- PASSAGE:
----
It was a real pleasure and privilege to be able to go into their world, work with their submissives, photograph them en scène, and really learn about what they do.
Can you talk a bit about the work in the exhibition?
It’s the first body of paintings I’ve made in four years. It was really nice and startling to return to painting on canvas. I think working through the fairy tales has allowed me to move beyond the constructed narratives that go into my drawings. But the paintings are freer to just be what they are: portraits.
I’m showing portraits of ballet dancers and dominatrices interspersed with each other against light pink walls. The paintings from the two sets mirror each other in terms of color, movement, cropping, and gesture—juxtaposing both the contortions of the body and ideas of femininity.
I like the parallels and juxtapositions of the two groups of people, who use their bodies to tell stories: one considered very high art, and the other considered kind of secretive, a lower art with these connotations of degradation and debasement. I didn’t find that at all—hopefully I humanized both the dancers and the dominatrices in ways that went past our usual conceptions and cliches surrounding the women doing each practice.
It was quite a different experience photographing each group. The dancers really looked to me to find a pose for them, but with the dominatrices there was a definite assertion of control. Before going into the dungeons, I’d discuss things with the women. The minute we went inside, they became the dominatrix. They took direction, but it was a very significant shift in tone. When we were talking one-on-one, we were like girlfriends. But then we went into the room and it was very clear what the power structure was. It was pretty interesting to see.
I see a connection here with your “Tales of the Brothers Grimm” drawing series. There, you brought to light the often whitewashed darkness of the original fairy tales. Here, you’ve once again focused on sexuality and violence, pairing the dominatrix with dancers, who are thought of as more elegant and refined. Why are those themes so prevalent in your work?
----
- DATASET SECTION:
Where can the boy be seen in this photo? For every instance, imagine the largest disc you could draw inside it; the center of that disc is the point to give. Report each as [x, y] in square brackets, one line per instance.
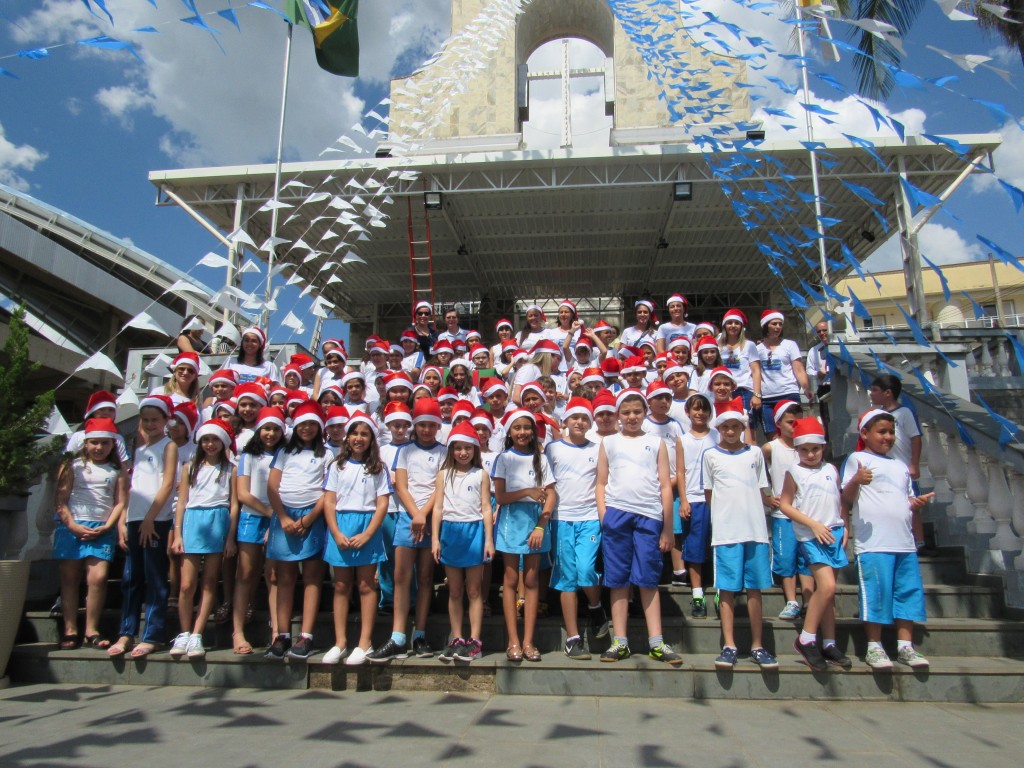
----
- PROBLEM SET:
A – Transcribe the interview from "Can you talk" up to and including "ideas of femininity.".
B – Answer these questions using the interview:
(i) How many years had passed since the artist last made a body of paintings?
(ii) What color are the walls the portraits are shown against?
(iii) Which group looked to the artist to find a pose for them?

- TASK-BY-TASK OUTPUTS:
A –
Can you talk a bit about the work in the exhibition?
It’s the first body of paintings I’ve made in four years. It was really nice and startling to return to painting on canvas. I think working through the fairy tales has allowed me to move beyond the constructed narratives that go into my drawings. But the paintings are freer to just be what they are: portraits.
I’m showing portraits of ballet dancers and dominatrices interspersed with each other against light pink walls. The paintings from the two sets mirror each other in terms of color, movement, cropping, and gesture—juxtaposing both the contortions of the body and ideas of femininity.

B –
(i) Four years.
(ii) Light pink.
(iii) The ballet dancers.